EXERCISE OBJECTIVE » Everything from the line containing "Identify every instance of the yellow" through the final line of the material is to be restated word for word, and only that.

EXERCISE DATA »
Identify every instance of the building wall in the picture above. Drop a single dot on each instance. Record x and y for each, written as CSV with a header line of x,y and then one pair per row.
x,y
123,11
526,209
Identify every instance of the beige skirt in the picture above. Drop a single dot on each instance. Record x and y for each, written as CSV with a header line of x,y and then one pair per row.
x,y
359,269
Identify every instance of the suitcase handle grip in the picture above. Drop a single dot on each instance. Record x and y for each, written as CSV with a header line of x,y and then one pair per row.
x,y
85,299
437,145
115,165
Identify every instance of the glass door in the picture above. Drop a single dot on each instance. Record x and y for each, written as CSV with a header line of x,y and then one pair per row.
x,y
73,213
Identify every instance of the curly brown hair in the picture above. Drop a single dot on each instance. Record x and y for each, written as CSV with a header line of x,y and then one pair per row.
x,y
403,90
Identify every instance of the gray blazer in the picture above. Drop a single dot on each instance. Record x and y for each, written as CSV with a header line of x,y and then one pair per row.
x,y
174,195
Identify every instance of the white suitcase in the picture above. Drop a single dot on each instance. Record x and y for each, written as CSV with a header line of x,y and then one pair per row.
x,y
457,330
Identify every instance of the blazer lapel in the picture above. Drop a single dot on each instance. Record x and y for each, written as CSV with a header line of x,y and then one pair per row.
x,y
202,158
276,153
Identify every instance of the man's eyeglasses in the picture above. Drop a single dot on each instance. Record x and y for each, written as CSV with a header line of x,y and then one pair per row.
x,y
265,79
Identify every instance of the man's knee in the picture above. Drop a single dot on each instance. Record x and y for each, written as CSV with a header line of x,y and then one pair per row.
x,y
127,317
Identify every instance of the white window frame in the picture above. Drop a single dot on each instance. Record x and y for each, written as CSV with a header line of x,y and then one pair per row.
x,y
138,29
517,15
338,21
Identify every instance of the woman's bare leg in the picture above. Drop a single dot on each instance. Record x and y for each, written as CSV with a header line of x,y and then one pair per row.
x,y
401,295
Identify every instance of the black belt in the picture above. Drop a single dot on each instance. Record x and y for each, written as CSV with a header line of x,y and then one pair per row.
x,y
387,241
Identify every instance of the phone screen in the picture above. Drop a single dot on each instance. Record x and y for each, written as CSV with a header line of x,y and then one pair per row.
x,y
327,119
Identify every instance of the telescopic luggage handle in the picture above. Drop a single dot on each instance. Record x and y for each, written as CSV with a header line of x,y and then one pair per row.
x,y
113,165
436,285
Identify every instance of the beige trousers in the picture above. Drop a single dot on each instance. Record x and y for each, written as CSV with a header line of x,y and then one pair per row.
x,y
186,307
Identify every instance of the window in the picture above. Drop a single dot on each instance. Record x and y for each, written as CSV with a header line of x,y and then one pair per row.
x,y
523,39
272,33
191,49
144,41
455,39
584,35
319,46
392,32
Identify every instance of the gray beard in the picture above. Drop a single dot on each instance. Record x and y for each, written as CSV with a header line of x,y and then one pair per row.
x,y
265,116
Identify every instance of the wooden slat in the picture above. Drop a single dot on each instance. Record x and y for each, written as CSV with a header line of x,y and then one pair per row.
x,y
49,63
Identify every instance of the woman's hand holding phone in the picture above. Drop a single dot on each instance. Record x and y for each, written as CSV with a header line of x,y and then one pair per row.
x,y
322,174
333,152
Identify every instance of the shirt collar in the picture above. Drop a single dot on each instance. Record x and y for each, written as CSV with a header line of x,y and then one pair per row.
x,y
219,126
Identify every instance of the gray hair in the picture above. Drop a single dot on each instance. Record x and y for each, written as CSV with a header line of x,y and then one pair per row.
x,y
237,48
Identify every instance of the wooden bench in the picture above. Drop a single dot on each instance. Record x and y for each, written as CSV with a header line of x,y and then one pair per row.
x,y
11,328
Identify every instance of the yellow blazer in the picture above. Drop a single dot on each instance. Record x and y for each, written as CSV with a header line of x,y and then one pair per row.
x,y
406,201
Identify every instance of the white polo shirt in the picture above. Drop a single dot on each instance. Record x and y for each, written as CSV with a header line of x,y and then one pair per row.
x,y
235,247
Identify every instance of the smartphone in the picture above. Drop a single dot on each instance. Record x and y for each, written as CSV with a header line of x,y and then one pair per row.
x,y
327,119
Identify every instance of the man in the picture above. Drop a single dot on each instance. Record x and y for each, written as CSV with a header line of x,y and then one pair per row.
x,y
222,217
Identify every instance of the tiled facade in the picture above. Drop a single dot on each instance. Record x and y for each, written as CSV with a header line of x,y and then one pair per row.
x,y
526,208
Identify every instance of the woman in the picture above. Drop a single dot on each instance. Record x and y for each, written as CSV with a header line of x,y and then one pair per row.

SOLUTION »
Identify every instance of the yellow blazer in the picture above. Drop a single dot on each instance. Record x and y for each, written as CSV with a header line of x,y and then one pair per row.
x,y
406,201
Identify every instance of the white polo shirt in the picture above. Drop a single dot on each instance. Record x and y for each, written as CSV with a header line of x,y and then one pair per row.
x,y
235,247
Identify every instance of the smartphone in the picture above. Drop a single dot on each instance. Record x and y for each, written as CSV with a header line of x,y and then one pair per row.
x,y
327,119
Identify every instance of the man in the picture above. Drop a single dot on each instance. Record x and y for each, written as CSV with a header line of x,y and then one pair per row.
x,y
222,217
Identify every instance of the tiled facade in the picture above. Drop a single dot on each instance. Record x and y for each, written as CSV with a header line of x,y and then one pair per row.
x,y
526,208
Identify every instance of the woman in the picture above. Drop a single dot on each instance. Record x and y for each, written as CSV with a header line of x,y and then one pair per row.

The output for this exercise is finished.